* _Exercise_:
Reproduce the passage of the Syncrude sustainability text between "A 2016 reassessment" and "of Climate Change.", inclusive, renaming "Aboriginal Relations" to "Indigenous Relations".

-- start Selected text --

Our Sustainability Path

Our sustainability path reflects our commitment to responsible development of the oil sands resource. We are guided by our corporate Vision & Values, below, which speak to how we operate and the principled and ethical approach toward achieving our goals:

Securing Canada’s Energy Future with

  • The vision to lead,
  • The knowledge to succeed,
  • The commitment to do better,
  • and The heart to win the race

We will do this by:

  • Encouraging learning and innovation in everything we do,
  • Pushing the limits of what technology can accomplish,
  • and Working together to make Syncrude the best place to work

In this way we will be:

  • Safe, reliable, responsible and profitable,
  • and All of our stakeholders will want to invest in our future

Assessing Our Material Sustainability Risks

Sustainability strategies are informed through independent analyses of key material issues which are assessed on the level of interest or concern to stakeholders, and their potential consequences to our business now and in the future. Results form the basis of a materiality risk matrix which is then stewarded through the Syncrude Board of Directors Safety, Health, Environment and Corporate Sustainability Committee. A detailed reassessment every three years helps to identify trends, ensure proper business focus and evaluate performance.

A 2016 reassessment reaffirmed all previous high priority issues – Land and Biodiversity, Tailings Management, Water, Aboriginal Relations, and Regulatory and Government Relations – with the addition of Climate Change.

Priority Chart

Community Advisory Panel

Syncrude convened a Community Advisory Panel (CAP) in early 2016 comprised of local stakeholders to gather input on our sustainability (environmental, social and economic) plans, performance and practices. Feedback was also sought on our community investment strategy and where investments within key areas might best align with community interests and needs. In addition, we sought input on a range of broader socio-economic issues, such as local supply chain and Aboriginal business development, as well as feedback on the company’s engagement practices, and whether we are achieving the right level of dialogue with local stakeholders and what could be improved. Candid views of the company’s overall sustainability performance were also welcomed to help drive improvements across the organization.

-- end Selected text --
-- start Provided material --

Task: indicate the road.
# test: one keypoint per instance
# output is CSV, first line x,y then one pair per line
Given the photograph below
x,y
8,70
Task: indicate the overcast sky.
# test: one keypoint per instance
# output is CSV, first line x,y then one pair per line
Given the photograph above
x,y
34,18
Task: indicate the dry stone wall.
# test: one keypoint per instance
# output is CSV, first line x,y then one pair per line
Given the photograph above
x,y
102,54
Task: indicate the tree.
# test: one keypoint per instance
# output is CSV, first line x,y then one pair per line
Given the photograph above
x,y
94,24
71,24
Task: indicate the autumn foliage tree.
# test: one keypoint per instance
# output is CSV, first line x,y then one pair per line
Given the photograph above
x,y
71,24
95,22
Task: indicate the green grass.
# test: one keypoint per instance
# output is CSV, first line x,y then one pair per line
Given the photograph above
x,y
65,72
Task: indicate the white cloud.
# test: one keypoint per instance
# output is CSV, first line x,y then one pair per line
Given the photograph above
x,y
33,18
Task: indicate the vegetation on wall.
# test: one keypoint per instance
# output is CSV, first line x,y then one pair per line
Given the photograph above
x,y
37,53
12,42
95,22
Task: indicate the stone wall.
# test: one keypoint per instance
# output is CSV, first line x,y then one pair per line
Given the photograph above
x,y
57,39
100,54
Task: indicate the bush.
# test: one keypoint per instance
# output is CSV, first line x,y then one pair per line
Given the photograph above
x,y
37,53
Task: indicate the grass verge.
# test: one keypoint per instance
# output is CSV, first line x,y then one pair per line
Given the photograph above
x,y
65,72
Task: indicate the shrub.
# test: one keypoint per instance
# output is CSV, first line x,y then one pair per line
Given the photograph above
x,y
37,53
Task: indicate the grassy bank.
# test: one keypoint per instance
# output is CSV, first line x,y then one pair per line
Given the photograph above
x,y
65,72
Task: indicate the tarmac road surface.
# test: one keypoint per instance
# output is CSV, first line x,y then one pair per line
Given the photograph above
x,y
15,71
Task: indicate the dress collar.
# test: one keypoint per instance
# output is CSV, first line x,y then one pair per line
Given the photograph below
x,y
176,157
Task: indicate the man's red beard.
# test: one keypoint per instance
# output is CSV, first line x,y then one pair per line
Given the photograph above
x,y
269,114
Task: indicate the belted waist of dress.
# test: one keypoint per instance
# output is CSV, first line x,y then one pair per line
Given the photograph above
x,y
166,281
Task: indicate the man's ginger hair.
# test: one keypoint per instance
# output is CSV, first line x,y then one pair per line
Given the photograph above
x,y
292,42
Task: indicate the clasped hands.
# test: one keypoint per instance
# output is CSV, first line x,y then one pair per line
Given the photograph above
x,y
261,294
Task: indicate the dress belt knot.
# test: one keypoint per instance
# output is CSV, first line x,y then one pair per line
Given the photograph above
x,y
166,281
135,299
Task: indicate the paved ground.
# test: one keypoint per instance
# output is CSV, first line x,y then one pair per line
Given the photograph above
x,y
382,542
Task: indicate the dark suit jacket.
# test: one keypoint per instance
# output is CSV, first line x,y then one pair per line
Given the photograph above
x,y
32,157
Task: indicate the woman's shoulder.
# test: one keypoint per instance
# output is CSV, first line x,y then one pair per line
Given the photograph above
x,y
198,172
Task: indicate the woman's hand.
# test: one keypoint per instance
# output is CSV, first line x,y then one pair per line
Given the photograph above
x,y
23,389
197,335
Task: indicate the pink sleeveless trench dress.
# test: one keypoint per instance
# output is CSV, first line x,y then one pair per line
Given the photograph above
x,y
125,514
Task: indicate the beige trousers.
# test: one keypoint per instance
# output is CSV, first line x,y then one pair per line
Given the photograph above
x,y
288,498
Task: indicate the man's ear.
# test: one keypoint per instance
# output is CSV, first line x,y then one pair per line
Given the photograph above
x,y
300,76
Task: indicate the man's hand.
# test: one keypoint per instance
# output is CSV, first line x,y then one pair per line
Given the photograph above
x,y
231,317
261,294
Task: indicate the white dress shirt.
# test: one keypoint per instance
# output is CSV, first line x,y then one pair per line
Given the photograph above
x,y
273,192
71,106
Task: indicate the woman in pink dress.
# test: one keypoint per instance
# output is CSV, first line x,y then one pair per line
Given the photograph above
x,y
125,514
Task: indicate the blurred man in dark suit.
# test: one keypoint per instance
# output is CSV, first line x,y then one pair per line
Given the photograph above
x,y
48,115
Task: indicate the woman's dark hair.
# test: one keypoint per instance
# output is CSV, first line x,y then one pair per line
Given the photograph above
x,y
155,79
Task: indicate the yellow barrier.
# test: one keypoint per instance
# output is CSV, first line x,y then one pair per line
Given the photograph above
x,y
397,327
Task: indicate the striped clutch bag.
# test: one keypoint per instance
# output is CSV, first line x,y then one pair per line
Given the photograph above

-- end Provided material --

* _Exercise response_:
A 2016 reassessment reaffirmed all previous high priority issues – Land and Biodiversity, Tailings Management, Water, Indigenous Relations, and Regulatory and Government Relations – with the addition of Climate Change.